### RECORDED DATA
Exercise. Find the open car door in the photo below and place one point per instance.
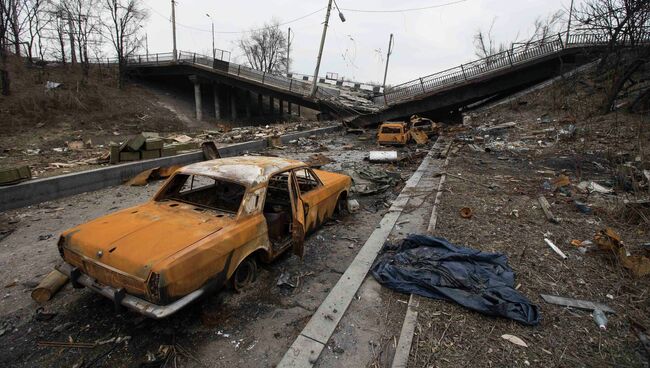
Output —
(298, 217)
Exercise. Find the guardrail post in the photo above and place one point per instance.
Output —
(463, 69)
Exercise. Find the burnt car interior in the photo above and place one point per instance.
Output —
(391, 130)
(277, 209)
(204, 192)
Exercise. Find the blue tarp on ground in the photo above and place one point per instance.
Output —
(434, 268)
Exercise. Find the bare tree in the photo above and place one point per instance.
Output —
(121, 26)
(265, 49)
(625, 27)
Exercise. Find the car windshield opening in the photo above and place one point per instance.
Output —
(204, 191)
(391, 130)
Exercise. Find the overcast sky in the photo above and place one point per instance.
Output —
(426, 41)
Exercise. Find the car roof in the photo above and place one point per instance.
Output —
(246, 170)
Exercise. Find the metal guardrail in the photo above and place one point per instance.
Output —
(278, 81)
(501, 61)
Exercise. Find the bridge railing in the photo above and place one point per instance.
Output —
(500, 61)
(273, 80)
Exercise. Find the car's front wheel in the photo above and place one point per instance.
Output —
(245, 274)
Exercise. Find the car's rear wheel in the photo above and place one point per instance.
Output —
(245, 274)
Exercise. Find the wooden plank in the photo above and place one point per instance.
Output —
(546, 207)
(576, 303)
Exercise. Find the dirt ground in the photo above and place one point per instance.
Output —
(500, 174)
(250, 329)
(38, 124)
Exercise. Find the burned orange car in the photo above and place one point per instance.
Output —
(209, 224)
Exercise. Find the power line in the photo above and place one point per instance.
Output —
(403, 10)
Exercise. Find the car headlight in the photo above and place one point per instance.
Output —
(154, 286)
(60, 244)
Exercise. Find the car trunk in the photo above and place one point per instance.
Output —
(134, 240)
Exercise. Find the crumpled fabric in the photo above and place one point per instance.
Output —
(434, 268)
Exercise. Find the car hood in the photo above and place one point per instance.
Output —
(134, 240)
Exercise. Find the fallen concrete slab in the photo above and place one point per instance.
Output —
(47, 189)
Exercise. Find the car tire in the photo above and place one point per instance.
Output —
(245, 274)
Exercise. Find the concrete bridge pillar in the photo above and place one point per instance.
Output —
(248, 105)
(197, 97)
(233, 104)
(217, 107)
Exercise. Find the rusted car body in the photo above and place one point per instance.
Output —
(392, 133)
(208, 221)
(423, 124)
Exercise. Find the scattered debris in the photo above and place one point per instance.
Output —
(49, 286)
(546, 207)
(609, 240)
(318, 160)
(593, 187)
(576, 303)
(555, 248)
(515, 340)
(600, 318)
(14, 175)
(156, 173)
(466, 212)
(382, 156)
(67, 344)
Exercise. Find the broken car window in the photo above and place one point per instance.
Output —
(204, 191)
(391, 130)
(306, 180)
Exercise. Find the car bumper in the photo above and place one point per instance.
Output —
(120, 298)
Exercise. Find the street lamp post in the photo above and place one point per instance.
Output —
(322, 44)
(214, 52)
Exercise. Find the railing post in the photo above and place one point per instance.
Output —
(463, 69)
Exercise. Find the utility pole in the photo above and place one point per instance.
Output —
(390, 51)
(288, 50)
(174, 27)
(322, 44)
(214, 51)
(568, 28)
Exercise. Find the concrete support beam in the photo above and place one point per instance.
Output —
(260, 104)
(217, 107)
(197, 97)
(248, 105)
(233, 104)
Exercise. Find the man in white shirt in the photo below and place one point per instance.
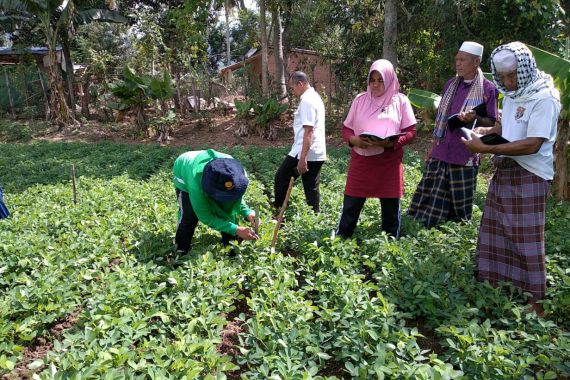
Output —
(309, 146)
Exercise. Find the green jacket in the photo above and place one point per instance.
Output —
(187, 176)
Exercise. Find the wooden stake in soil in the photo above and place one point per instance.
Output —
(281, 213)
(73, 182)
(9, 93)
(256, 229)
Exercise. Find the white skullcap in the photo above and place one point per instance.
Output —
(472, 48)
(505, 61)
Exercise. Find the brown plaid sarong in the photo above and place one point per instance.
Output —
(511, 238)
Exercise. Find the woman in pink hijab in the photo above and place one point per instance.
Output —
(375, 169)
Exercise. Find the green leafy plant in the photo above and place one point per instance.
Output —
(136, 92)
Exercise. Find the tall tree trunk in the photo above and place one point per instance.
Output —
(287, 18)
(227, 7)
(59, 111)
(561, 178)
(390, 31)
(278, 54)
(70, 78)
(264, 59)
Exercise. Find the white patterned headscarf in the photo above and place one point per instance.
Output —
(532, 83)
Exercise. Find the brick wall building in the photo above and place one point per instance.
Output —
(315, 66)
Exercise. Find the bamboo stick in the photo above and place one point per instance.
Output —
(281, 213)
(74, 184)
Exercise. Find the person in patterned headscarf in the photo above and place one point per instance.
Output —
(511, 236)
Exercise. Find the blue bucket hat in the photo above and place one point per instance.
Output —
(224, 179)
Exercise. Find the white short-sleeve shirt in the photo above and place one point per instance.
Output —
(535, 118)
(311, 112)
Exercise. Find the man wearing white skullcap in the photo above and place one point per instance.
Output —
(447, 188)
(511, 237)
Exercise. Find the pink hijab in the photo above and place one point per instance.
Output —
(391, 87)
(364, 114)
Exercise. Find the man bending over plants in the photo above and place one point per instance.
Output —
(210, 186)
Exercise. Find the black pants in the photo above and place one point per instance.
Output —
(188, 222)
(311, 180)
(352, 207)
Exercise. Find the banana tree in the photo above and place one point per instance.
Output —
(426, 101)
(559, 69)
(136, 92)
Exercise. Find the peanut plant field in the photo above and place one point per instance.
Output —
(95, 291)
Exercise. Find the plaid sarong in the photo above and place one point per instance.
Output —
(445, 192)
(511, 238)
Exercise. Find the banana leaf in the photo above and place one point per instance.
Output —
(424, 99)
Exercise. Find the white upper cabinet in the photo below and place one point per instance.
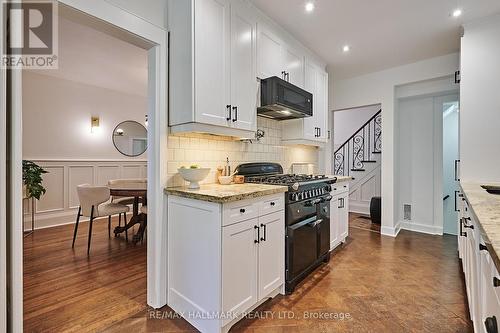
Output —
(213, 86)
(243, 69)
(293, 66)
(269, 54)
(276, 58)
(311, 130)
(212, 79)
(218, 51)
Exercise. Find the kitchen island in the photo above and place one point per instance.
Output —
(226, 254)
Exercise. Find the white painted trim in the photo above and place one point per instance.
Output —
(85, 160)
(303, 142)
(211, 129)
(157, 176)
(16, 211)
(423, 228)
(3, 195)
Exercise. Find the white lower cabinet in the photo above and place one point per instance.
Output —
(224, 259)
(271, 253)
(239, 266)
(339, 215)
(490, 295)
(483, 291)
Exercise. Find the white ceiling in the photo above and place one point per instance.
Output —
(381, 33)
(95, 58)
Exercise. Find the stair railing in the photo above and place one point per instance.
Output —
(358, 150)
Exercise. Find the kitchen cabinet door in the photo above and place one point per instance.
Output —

### TASK GOAL
Every entry above needs to be copied exactly, and no pictures go with it.

### SOLUTION FOR THIS EXERCISE
Exercise. Find the open car door in the photo below and place one point per instance.
Output —
(298, 217)
Exercise. Find the guardrail post in the photo above and place one point per instance.
Output —
(463, 69)
Exercise. Find the burnt car interior in the photo above and place one point per instance.
Output —
(391, 130)
(277, 209)
(204, 192)
Exercise. Find the blue tarp on ground in the photo above and place one point per instance.
Output —
(434, 268)
Exercise. Find the bare tree in the photo above and place one point per instance.
Output —
(121, 26)
(265, 49)
(625, 27)
Exercise. Find the car windshield opening in the photo above and place one point per instance.
Output —
(204, 191)
(391, 130)
Exercise. Find the overcast sky in the photo above and place one point per instance.
Output —
(426, 41)
Exercise. Find the car roof in the photo above and place one point per instance.
Output —
(246, 170)
Exercise. Find the metal guardrail in the photo above and place one point per instance.
Output —
(278, 81)
(501, 61)
Exercise. Find the bridge railing in the photo above and place one point per instance.
Output —
(500, 61)
(273, 80)
Exercise. Find the car's front wheel in the photo above and place one point per instance.
Output —
(245, 274)
Exercise. Find the car's rear wheel in the photo above and place one point per instance.
Output —
(245, 274)
Exercise. Find the wooden plank in the photo above and place one point per instance.
Output —
(546, 207)
(576, 303)
Exercise. Find the dirt ground in the photo above and place one point per instance.
Output —
(500, 174)
(250, 329)
(38, 124)
Exercise. Find the burned orange car in the photo above and place one point per instance.
Output —
(209, 224)
Exercise. Find the power line in the photo above and place one point per instance.
Output —
(403, 10)
Exercise. Find the car headlight in the photo above and place one point per instance.
Output —
(154, 286)
(60, 244)
Exercise. Find the car trunk in the photo above and place one point per instance.
Output —
(134, 240)
Exercise. Find the crumpled fabric in the photo above and place one point per instance.
Output —
(434, 268)
Exercise. Find the car hood in the photo above and place one point per instance.
Output —
(134, 240)
Exercise. Find the fallen concrete slab in the photo above and place one point per instance.
Output —
(47, 189)
Exercise. Find the car tire in the photo above and place one point per instance.
Output —
(245, 274)
Exercise. Find the concrete bridge pillar in the photo above and place one point per instance.
Output —
(248, 105)
(197, 97)
(233, 104)
(217, 107)
Exercise. Find the rusted car body in the photo above and place one point per instance.
Output —
(392, 133)
(208, 221)
(423, 124)
Exercise. Find the scattered debris in the photo above and place one point per instance.
Output —
(49, 286)
(546, 207)
(609, 240)
(318, 160)
(593, 187)
(576, 303)
(555, 248)
(515, 340)
(600, 318)
(14, 175)
(156, 173)
(466, 212)
(382, 156)
(67, 344)
Exercise. Find the broken car window in the photo above and place one point per instance.
Output —
(204, 191)
(391, 130)
(306, 180)
Exercise. Find the car bumper in the photo above and place one point per instance.
Output —
(120, 298)
Exercise. Find the street lamp post in the photo above and place one point per instance.
Output —
(322, 44)
(214, 52)
Exercise. Find the railing post in the photo above and place one point per instance.
Output —
(463, 69)
Exercise. Find the utility pole in the photo above and place one point per instance.
Output —
(390, 51)
(288, 50)
(174, 27)
(322, 44)
(214, 51)
(568, 28)
Exercise. Find the concrete support beam in the photo above and place one point per instance.
Output —
(260, 104)
(217, 107)
(197, 97)
(248, 105)
(233, 104)
Exercise. Find the man in white shirt in the photo below and place one point per instance.
Output —
(309, 146)
Exercise. Find the green jacket in the photo above and place one point per instance.
Output —
(187, 176)
Exercise. Find the wooden stake in soil in the photo above and place one point per instance.
Output —
(281, 213)
(73, 182)
(9, 93)
(256, 229)
Exercise. Find the white skullcap in the photo above and place one point per instance.
Output —
(472, 48)
(505, 61)
Exercise. Find the brown plaid sarong in the photo above and place one point per instance.
Output —
(511, 238)
Exercise. Find the woman in pink hijab in the photo above and place one point per instance.
Output —
(375, 169)
Exercise. Find the green leafy plant in the photo above and place one point per instance.
Output —
(136, 92)
Exercise. Find the tall tree trunk in the photo above and place one point per instance.
Output —
(287, 18)
(227, 7)
(59, 111)
(561, 178)
(390, 31)
(278, 54)
(70, 78)
(264, 59)
Exercise. Find the white patterned headscarf in the photo above and place one point per instance.
Output —
(532, 83)
Exercise. Find the brick wall building in the photo above and place one point per instance.
Output —
(315, 66)
Exercise. Find the bamboo stick in the photo above and place one point per instance.
Output —
(281, 213)
(74, 184)
Exercise. Find the person in patterned headscarf in the photo above and place one point per instance.
Output —
(511, 236)
Exercise. Find the blue bucket hat in the photo above and place one point per instance.
Output —
(224, 179)
Exercise. Find the white short-sleeve shirt in the photo above and place one point per instance.
Output —
(535, 118)
(311, 112)
Exercise. Find the man wearing white skullcap in the photo above and place one point per instance.
Output —
(447, 188)
(511, 237)
Exercise. Find the pink hijab in the photo above and place one point per instance.
Output —
(391, 87)
(364, 114)
Exercise. Find the man bending over plants in the photo above and place one point per instance.
Output —
(210, 186)
Exercise. Find the black pants in the photo above and place one point per instance.
Output —
(188, 222)
(311, 180)
(352, 207)
Exercise. Find the banana tree in the photo above and place one point per instance.
Output —
(426, 101)
(559, 69)
(136, 92)
Exercise. Find the peanut plant field in the photo above and place one point per instance.
Output —
(95, 291)
Exercise. Find the plaid sarong in the photo above and place one point per instance.
Output —
(445, 192)
(511, 238)
Exercise. Find the banana leaf in the photo above and place one point per instance.
Output —
(424, 99)
Exercise. Find the white upper cabinet in the photo below and place one point per instance.
Output —
(213, 86)
(243, 69)
(293, 66)
(269, 54)
(276, 58)
(311, 130)
(212, 79)
(218, 51)
Exercise. Find the kitchen island in the photo above and place one point per instance.
Output —
(226, 254)
Exercise. Find the white painted trim in the photo above and place one point per instance.
Output —
(85, 160)
(303, 142)
(211, 129)
(157, 176)
(16, 211)
(423, 228)
(3, 195)
Exercise. Find the white lower cabinet in the photo above and place one point per instance.
Output —
(224, 259)
(271, 253)
(239, 266)
(339, 215)
(490, 295)
(483, 291)
Exercise. Find the white ceiling in the photo above and place one point per instance.
Output —
(381, 33)
(95, 58)
Exercise. Find the stair railing in the photo above and place one point per instance.
Output —
(358, 150)
Exercise. Find the kitchen cabinet door in the photo above and place one point per instance.
Output —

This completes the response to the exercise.